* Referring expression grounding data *

⁂

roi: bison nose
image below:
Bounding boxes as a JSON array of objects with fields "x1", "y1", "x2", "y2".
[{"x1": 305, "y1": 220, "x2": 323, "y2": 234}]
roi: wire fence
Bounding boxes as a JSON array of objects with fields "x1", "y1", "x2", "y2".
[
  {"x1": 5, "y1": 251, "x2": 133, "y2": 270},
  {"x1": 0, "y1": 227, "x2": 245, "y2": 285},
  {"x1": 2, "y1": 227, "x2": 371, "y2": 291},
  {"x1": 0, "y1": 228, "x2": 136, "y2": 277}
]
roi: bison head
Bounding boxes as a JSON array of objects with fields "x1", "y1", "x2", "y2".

⁂

* WHAT YOU ARE ASKED TO DO *
The records above must be retyped in full, exactly.

* RESPONSE TO THE EXERCISE *
roi: bison nose
image below:
Bounding boxes as a JSON array of objects with fields "x1", "y1", "x2", "y2".
[{"x1": 305, "y1": 220, "x2": 323, "y2": 234}]
roi: wire fence
Bounding boxes as a JSON array of objects with fields "x1", "y1", "x2", "y2".
[
  {"x1": 5, "y1": 251, "x2": 133, "y2": 270},
  {"x1": 0, "y1": 227, "x2": 245, "y2": 285},
  {"x1": 2, "y1": 227, "x2": 371, "y2": 291},
  {"x1": 0, "y1": 228, "x2": 136, "y2": 277}
]
roi: bison head
Bounding boxes as a JSON array of objects with fields "x1", "y1", "x2", "y2".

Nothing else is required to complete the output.